◆ List of tasks
1. Decide whether each statement agrees with the post on finding similar protein sequence pairs. (a) SlideSort can search for similar pairs by score under a substitution matrix. (b) The sequences are between 8 and 15 amino acids long. (c) The filter samples bits from fixed positions in the hamming space embedding. For each statement, answer yes or no and quote the words of the post that decide it.
2. Please duplicate everything in the post on finding similar protein sequence pairs from "I'm looking for" down to "lengths as well.".

◆ Excerpt provided
+-------+
I'm looking for a way to find similar pairs of protein sequences within a large set. (10,000-100,000 sequences, and maybe more) The sequence lengths are between 8-15 amino acids.
I would like similarity to be defined as score under a substituion matrix. It would be great to be able to handle pairs of different lengths as well.
I've come accross SlideSort. It can do all pairs similarity search for millions of sequences but only in terms of edit distance not score under a substitution matrix.
I've also come accross a few papers that give a method for creating a hamming space embedding of protein sequences under a substitution matrix:
Detecting protein sequence conservation via metric embeddings
Provably sensitive indexing strategies for biosequence similarity search.
Efficient large-scale sequence comparison by locality-sensitive hashing
The embedding is a mapping from protein sequence to bit vector such that the hamming distance between two bit vectors is related to the score of the two protein sequences that map to those two bit vectors.
However these bit vectors representations can be very large and are far apart in distance. So in order to find pairs that are similar the author creates a filter by sampling a few bits (let's say 100) from random positions in the hamming space embedding of all the sequences. Those sequences that have the same sample bits get binned together and get thoroughly compared using the substituion matrix.
+-------+
◆ Stored data
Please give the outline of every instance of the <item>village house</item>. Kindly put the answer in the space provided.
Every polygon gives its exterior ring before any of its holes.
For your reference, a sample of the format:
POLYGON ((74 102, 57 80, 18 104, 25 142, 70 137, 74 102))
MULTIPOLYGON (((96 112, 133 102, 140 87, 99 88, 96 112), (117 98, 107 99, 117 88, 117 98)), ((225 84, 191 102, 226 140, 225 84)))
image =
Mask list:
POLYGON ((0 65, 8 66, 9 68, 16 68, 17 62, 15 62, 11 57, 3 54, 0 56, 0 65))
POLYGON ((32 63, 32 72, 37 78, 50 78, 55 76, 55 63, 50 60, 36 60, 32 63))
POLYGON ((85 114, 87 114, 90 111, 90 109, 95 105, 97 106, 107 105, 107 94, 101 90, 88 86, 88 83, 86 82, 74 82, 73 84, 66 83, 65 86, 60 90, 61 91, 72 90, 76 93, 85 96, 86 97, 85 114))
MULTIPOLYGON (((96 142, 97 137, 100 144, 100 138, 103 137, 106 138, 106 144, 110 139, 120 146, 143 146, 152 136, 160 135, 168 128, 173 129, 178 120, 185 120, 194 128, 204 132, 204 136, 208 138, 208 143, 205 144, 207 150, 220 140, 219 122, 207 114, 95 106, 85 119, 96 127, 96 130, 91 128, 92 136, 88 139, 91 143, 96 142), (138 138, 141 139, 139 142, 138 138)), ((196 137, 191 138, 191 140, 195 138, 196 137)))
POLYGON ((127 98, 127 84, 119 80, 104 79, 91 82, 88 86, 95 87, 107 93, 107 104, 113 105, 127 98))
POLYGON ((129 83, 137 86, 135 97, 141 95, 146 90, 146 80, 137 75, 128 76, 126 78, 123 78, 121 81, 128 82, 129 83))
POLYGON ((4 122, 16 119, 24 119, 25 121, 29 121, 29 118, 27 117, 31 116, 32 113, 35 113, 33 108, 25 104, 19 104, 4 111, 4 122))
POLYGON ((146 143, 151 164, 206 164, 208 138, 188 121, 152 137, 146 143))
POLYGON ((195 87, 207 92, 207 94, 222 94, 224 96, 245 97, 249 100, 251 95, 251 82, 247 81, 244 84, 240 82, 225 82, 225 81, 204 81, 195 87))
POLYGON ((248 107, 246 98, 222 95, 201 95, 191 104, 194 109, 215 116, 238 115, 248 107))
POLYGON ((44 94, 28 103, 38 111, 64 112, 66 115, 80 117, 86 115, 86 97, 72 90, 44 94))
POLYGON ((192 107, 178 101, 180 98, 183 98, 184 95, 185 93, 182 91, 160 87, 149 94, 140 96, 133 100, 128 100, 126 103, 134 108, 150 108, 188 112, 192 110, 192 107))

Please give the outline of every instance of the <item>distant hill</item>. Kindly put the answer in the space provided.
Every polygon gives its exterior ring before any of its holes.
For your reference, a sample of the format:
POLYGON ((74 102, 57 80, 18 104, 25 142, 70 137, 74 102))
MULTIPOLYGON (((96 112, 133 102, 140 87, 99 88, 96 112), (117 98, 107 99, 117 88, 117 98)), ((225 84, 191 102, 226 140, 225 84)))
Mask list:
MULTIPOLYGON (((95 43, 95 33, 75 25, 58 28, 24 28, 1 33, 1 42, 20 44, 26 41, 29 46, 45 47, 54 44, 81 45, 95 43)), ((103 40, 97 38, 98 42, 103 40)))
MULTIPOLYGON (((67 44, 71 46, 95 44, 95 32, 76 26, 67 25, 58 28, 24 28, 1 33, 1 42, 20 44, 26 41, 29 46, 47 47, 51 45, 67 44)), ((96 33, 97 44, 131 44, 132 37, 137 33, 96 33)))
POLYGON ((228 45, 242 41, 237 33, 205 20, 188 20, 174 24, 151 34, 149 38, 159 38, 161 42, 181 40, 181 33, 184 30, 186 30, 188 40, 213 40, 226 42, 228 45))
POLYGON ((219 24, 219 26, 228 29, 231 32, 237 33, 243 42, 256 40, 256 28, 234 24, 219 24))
+-------+
◆ Problem solutions
1.
(a) No: "only in terms of edit distance not score under a substitution matrix."
(b) Yes: "The sequence lengths are between 8-15 amino acids."
(c) No: "sampling a few bits (let's say 100) from random positions in the hamming space embedding of all the sequences."

2.
I'm looking for a way to find similar pairs of protein sequences within a large set. (10,000-100,000 sequences, and maybe more) The sequence lengths are between 8-15 amino acids.
I would like similarity to be defined as score under a substituion matrix. It would be great to be able to handle pairs of different lengths as well.